[[ Passage to read open ]]

Double-blind, Randomized, Placebo-controlled Trial to Evaluate the Safety and Efficacy of Atorvastatin to Reduce Inflammation After Tuberculosis Treatment Completion in HIV-infected and HIV-uninfected Adults Measured by FDG-PET/CT (StatinTB)

  • End date
    Jun 30, 2026
  • participants needed
  • sponsor
    University of Cape Town
Updated on 29 October 2022


This is a proof-of-concept phase IIB, double-blind, randomized, placebo-controlled trial to evaluate the safety and efficacy of 40 mg atorvastatin to reduce persistent lung inflammation after successful TB treatment completion in HIV-infected and HIV-uninfected adults measured by PET/CT.


Mycobacterium tuberculosis (Mtb) causes 1.8 million deaths annually. Sub-Saharan Africa carries the highest burden of tuberculosis (TB) with recurrent TB rates between 3-5% after treatment completion accounting for 10-30% of all cases within some TB control programs. Multiple risk factors have been identified to cause recurrent diseases. A recent study has identified persistent lesion activity by 18F-fluoro-D-glucose positron emission tomography (PET/CT) suggesting ongoing inflammation and Mtb mRNA suggesting ongoing infection after cure. The presence of inflammation and mRNA implies that current curative treatment options for pulmonary TB may not eradicate Mtb in most patients and more potent treatment options including host-directed therapy (HDT) to sterilize during or after TB treatment is required.

Mtb accumulates host cholesterol ester in foamy macrophages and utilizes cholesterol for its persistence within macrophages. Statins lower cholesterol in cardiovascular diseases through inhibition of HMG-CoA reductase, the rate-controlling enzyme of the mevalonate pathway. In addition, statins also have broad-range immune-modulatory and anti-inflammatory properties.

As previously reported in pre-clinical models that statins reduced Mtb burden by enhancing autophagy, phagosomal maturation and decreasing pulmonary pathology, suggesting a role for statins as HDT in TB. Others reported that statins as adjunctive therapy reduced the time for TB cure and decreased lung pathology in mice. A recent population-based study consisting of 1 million people reported that statin treatment was associated with a decreased risk of active TB.

This protocol builds upon successful studies suggesting that directly monitoring lung pathology using PET/CT correlates better with treatment outcome than culture and persistent inflammation measured by PET/CT is present after tuberculosis cure in most patients.

[[ Passage to read closed ]]

§ Tasks and exercises
- A) What dose of atorvastatin does the trial summary say is being tested?
- B) Copy word for word the part of the trial summary starting with "Mtb accumulates host" and going on through "and anti-inflammatory properties.".

[[ Information supplied open ]]

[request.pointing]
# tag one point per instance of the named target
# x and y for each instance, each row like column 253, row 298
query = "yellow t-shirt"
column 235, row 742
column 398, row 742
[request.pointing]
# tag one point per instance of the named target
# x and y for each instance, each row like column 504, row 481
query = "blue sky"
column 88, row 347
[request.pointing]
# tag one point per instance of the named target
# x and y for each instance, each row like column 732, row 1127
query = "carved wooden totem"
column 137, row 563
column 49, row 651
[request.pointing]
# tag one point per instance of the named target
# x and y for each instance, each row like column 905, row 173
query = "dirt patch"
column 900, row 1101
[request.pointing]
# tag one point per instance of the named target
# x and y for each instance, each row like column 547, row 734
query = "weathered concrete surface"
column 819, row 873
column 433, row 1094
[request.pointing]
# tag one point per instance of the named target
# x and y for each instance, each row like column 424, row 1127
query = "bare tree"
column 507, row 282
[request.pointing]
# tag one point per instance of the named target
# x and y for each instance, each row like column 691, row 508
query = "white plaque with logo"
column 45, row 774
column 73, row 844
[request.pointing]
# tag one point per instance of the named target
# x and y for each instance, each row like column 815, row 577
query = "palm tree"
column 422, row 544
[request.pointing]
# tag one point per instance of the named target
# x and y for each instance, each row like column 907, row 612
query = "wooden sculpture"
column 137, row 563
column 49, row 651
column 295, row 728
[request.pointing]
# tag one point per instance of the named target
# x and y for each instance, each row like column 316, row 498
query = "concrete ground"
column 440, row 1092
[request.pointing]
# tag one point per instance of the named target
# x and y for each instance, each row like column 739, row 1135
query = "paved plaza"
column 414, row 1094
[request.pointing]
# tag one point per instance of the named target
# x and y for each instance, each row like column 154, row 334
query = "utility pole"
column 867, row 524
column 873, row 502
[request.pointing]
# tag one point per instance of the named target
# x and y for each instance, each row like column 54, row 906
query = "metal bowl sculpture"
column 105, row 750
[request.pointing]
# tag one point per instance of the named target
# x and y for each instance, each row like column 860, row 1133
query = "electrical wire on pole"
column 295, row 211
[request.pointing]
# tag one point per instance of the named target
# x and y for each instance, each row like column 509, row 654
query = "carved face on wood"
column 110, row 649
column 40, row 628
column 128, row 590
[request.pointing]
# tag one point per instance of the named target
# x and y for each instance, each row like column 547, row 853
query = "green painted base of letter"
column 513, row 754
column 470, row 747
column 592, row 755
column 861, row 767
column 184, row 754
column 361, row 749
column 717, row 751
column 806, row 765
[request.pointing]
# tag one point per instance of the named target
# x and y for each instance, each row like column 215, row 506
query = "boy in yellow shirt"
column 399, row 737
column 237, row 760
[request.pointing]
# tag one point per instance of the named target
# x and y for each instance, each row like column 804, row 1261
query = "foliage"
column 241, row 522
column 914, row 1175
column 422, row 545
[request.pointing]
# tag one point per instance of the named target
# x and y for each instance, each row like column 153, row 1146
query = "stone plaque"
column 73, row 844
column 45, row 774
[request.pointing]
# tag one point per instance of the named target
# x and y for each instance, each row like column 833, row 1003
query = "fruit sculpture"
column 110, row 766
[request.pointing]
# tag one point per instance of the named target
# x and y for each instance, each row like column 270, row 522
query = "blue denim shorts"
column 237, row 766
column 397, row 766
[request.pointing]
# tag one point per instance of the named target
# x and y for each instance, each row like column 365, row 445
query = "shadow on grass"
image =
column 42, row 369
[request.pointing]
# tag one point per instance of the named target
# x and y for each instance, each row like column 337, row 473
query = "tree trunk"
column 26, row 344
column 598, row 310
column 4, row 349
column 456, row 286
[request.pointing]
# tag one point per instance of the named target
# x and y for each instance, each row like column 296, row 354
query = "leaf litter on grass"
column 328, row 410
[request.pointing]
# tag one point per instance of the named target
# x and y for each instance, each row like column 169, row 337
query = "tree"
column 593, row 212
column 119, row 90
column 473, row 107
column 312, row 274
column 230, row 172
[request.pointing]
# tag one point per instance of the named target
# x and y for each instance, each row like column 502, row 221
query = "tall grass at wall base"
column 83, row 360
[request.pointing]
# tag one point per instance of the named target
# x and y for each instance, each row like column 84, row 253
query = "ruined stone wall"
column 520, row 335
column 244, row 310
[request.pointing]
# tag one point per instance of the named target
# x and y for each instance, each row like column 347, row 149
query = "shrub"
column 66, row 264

[[ Information supplied closed ]]

§ Answers for this exercise
- A) 40 mg

- B)
Mtb accumulates host cholesterol ester in foamy macrophages and utilizes cholesterol for its persistence within macrophages. Statins lower cholesterol in cardiovascular diseases through inhibition of HMG-CoA reductase, the rate-controlling enzyme of the mevalonate pathway. In addition, statins also have broad-range immune-modulatory and anti-inflammatory properties.